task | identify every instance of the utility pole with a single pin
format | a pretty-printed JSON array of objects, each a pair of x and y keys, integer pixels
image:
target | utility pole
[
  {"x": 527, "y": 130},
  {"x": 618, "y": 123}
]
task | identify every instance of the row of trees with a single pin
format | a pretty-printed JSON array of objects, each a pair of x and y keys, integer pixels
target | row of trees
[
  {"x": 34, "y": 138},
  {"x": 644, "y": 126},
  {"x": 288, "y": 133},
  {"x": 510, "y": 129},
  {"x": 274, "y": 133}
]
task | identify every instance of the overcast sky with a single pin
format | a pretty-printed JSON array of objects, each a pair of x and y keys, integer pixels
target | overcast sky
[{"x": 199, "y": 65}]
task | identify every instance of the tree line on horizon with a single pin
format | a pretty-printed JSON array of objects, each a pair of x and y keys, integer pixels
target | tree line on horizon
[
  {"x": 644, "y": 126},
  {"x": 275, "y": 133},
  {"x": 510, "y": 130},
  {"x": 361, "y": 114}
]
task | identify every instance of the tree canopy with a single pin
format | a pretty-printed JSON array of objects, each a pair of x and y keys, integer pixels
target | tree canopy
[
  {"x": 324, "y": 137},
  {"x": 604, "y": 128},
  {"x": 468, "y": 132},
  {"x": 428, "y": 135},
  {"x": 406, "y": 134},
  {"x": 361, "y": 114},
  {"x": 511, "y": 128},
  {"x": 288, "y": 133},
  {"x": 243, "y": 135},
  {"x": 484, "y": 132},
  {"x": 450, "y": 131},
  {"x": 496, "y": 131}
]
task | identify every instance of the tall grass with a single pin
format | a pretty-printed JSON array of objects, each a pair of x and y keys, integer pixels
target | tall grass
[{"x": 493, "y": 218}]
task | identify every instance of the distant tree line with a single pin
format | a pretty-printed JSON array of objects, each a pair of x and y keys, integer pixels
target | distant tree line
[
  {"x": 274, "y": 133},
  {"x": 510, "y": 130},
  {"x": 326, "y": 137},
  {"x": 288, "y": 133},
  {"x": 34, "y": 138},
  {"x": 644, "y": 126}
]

────────────────────

TASK GOAL
Copy out the whole listing exactly; please set it all down.

TASK OUTPUT
task | identify every instance of the utility pole with a single pin
format | a pretty-printed JSON array of objects, each a pair of x and y keys, integer pixels
image:
target | utility pole
[
  {"x": 527, "y": 130},
  {"x": 618, "y": 123}
]
task | identify every instance of the row of trees with a single pin
format | a pretty-printed JSON array of objects, each a pair of x and y keys, integer pixels
target | row of trees
[
  {"x": 34, "y": 138},
  {"x": 644, "y": 126},
  {"x": 288, "y": 133},
  {"x": 510, "y": 129},
  {"x": 274, "y": 133}
]
task | identify every instance of the overcast sky with a single pin
format | a pretty-printed JSON array of objects, each a pair of x and y keys, integer pixels
target | overcast sky
[{"x": 199, "y": 65}]
task | identify every instance of the tree line on horizon with a single pin
format | a pretty-printed JSON array of objects, each a pair of x and y keys, integer pixels
target | tree line on horizon
[
  {"x": 644, "y": 126},
  {"x": 275, "y": 133},
  {"x": 510, "y": 130},
  {"x": 361, "y": 114}
]
task | identify every instance of the tree canopy with a single pin
format | a pretty-printed JSON array of objects, each a pair of x and y keys, integer pixels
target | tree canopy
[
  {"x": 324, "y": 137},
  {"x": 604, "y": 128},
  {"x": 468, "y": 132},
  {"x": 428, "y": 135},
  {"x": 406, "y": 134},
  {"x": 361, "y": 114},
  {"x": 511, "y": 128},
  {"x": 288, "y": 133},
  {"x": 243, "y": 135},
  {"x": 484, "y": 132},
  {"x": 450, "y": 131},
  {"x": 496, "y": 131}
]
task | identify every instance of the tall grass with a single pin
format | a pretty-printed JSON array of objects, each a pair of x and y keys, integer pixels
target | tall grass
[{"x": 493, "y": 218}]
task | identify every instance of the distant tree line with a single pin
format | a pretty-printed JSON array of objects, each a pair of x and y keys, integer pixels
target | distant tree line
[
  {"x": 274, "y": 133},
  {"x": 510, "y": 130},
  {"x": 326, "y": 137},
  {"x": 288, "y": 133},
  {"x": 34, "y": 138},
  {"x": 644, "y": 126}
]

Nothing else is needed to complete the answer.